What You Do In Your Living Room Actually Does Matter

What You Do In Your Living Room Actually Does Matter 2020-12-09T10:03:33-04:00

Picking up from yesterdayhere is a whole world I didn’t even know existed. I don’t read romance novels, unless they are hundreds of years old and written by Jane Austen, or really funny and written by Grace Livingston Hill, and therefore didn’t know how much the descriptions of interiors are a key element of the genre. Here are some great bits from the piece:

Romance has a serious décor problem. Contemporary romance novels, my pandemic escape of choice, provide a wide variety of settings, pairings, relationship dynamics, and even kinks. But the world of romance has settled, it seems, on a default style of interior design for its heroes. Every time I read about yet another “modern minimalist” living room—let’s just say it kills the mood.

And:

“People too rich for, like, rooms,” as Hall’s mouthy narrator Arden St. Ives so aptly puts it, gets to the heart of romance heroes’ whole nonaesthetic aesthetic, which impresses through sprawl rather than any stamp of personality. What Roni Loren’s Kincaid and I see as a deal-breaker, far too many romance protagonists see as a challenge: If his house is chilly, he just needs me to warm up his living room—and his heart.

Point localization data
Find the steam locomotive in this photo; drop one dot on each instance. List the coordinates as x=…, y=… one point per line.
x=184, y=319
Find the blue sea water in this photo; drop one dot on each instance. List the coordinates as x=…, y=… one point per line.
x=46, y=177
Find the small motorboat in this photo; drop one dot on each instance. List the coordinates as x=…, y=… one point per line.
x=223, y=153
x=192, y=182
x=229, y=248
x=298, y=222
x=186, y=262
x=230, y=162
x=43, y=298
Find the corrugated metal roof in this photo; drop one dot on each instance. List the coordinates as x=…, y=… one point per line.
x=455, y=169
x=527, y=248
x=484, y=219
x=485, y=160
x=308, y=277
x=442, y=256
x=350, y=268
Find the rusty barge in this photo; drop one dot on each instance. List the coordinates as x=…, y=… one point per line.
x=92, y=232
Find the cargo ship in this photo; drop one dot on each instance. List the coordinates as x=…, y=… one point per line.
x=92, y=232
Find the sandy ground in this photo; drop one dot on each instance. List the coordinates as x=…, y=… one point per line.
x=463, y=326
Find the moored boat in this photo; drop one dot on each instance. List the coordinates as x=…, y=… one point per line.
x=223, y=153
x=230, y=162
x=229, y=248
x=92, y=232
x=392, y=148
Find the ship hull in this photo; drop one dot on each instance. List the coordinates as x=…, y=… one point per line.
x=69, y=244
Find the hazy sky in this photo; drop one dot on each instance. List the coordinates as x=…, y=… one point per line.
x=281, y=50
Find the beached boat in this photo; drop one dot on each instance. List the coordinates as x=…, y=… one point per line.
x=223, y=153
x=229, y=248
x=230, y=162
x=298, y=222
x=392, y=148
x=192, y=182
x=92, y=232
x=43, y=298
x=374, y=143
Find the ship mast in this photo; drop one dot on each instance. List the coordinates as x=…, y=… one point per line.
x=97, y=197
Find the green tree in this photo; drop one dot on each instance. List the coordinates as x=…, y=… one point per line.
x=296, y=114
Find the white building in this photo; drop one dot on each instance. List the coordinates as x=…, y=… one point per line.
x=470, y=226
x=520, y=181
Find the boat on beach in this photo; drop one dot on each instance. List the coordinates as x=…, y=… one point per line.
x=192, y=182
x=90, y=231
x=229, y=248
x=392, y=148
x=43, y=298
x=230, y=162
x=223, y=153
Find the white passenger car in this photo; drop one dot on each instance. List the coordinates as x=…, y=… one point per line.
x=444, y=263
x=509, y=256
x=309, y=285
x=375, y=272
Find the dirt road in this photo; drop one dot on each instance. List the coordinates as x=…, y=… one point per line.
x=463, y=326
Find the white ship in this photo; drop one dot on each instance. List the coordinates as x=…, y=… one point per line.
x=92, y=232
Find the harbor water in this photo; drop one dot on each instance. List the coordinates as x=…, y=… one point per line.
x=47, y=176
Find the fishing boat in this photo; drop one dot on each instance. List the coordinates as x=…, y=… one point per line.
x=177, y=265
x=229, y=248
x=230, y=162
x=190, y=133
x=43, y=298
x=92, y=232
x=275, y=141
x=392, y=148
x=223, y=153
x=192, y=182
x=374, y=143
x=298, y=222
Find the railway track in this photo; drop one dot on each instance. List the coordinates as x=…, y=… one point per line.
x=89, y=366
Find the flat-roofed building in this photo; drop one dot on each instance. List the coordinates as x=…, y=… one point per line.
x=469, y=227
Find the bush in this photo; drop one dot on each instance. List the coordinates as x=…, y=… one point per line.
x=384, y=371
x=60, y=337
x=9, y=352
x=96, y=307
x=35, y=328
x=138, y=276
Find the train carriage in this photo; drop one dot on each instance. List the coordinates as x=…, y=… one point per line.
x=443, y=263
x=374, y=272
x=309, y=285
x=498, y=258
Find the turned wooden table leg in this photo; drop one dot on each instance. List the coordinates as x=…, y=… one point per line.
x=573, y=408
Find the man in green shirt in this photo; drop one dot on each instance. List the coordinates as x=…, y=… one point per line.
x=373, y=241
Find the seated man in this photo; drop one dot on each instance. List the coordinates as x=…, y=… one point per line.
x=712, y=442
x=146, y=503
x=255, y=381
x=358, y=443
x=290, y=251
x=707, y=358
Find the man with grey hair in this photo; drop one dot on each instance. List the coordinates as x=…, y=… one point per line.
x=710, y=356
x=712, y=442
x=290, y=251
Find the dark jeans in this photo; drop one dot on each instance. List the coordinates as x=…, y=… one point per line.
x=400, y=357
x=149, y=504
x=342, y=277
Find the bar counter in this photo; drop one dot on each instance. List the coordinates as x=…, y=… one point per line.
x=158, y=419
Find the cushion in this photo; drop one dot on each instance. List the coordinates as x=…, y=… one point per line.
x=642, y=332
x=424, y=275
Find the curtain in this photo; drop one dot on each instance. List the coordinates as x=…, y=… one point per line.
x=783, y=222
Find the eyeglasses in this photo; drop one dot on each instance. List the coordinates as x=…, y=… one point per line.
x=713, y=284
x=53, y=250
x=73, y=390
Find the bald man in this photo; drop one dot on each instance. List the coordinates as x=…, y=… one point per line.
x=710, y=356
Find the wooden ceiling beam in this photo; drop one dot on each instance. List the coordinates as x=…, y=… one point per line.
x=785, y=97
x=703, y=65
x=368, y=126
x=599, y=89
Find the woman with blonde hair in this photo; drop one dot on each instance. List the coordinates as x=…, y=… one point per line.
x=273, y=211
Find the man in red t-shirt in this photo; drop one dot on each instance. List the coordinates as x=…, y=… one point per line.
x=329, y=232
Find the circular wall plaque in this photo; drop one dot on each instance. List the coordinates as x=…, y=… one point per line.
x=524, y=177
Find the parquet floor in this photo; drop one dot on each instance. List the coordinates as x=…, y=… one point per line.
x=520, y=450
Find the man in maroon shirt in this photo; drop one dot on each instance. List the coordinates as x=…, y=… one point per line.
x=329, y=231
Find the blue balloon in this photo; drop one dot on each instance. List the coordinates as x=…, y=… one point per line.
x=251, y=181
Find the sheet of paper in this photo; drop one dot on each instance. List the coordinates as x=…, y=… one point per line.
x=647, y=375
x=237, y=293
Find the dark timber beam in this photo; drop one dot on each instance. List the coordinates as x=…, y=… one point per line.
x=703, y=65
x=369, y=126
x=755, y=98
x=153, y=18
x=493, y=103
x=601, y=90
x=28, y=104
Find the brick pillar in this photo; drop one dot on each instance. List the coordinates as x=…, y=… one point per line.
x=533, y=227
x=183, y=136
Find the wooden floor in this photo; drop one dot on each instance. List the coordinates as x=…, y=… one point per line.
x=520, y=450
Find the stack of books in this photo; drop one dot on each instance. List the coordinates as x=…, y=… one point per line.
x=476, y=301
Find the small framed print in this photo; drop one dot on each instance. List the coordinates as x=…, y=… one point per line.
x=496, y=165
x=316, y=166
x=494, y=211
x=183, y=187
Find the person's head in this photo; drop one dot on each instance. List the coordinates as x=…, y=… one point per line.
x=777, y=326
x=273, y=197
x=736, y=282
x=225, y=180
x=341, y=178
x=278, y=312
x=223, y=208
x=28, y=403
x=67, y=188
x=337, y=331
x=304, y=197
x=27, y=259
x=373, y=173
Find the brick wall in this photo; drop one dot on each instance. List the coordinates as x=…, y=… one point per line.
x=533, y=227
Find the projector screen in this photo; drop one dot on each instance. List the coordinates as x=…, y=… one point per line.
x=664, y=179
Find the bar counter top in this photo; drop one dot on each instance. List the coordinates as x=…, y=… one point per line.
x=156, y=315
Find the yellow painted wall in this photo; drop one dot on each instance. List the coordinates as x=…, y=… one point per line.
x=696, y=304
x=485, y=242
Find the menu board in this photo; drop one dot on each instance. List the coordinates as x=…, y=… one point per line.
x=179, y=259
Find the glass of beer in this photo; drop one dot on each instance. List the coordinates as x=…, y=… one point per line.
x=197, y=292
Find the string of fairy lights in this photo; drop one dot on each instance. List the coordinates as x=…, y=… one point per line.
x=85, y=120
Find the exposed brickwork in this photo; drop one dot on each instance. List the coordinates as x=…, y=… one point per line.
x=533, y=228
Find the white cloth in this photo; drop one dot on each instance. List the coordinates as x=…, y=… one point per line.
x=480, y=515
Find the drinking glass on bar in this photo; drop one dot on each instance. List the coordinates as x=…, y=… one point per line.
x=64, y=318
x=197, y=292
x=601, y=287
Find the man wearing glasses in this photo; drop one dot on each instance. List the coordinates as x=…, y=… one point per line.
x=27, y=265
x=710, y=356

THINGS TO DO
1. According to the post on romance-novel interiors, why had the writer not known that descriptions of interiors are a key element of the genre? Answer in one to three sentences.
2. Continue the post on romance-novel interiors, starting after its final quoted sentence.
These rows were taken from a separate source and are unrelated to the post on romance-novel interiors.

EXPECTED RESPONSES
1. The writer doesn't read romance novels, except ones that are hundreds of years old and written by Jane Austen or really funny ones written by Grace Livingston Hill. So the writer had no exposure to how central interior descriptions are to the genre.

2.
And:

In truth, all of the above are signifiers of traditional masculinity. If the man with a sledgehammer is strong, the man with the big apartment is rich. Despite the recent rise of the “cinnamon roll hero” (care-taking, gentle, and supportive), the world of romance is still rife with status professions and athletic prowess, along with fashion notes that are as basic as this type of décor. Bad boys wear leather jackets, boys next door wear henley shirts, billionaires wear bespoke. There’s nothing wrong with wanting that fantasy, as long as you’re also aware of its limitations. The mattress on the floor of despair is one thing, but these examples are all rich men, which makes it difficult not to read the blankness of their houses as representative of the blandness of their souls.

The whole thing is pretty great (bit of a language warning). I guess it should be no surprise that the “minimalist” idea of home interiors has worked itself not only into so many television programs–the one that caught my attention being the Good Omen’s version of Heaven which looked like a Mari Kondo orgy, an on-purpose visual effect made to indicate that Heaven isn’t really nearly as great as Azirophel’s lovely bookstore on Earth, which is, of course, heavenly–but into piles of romance books as well.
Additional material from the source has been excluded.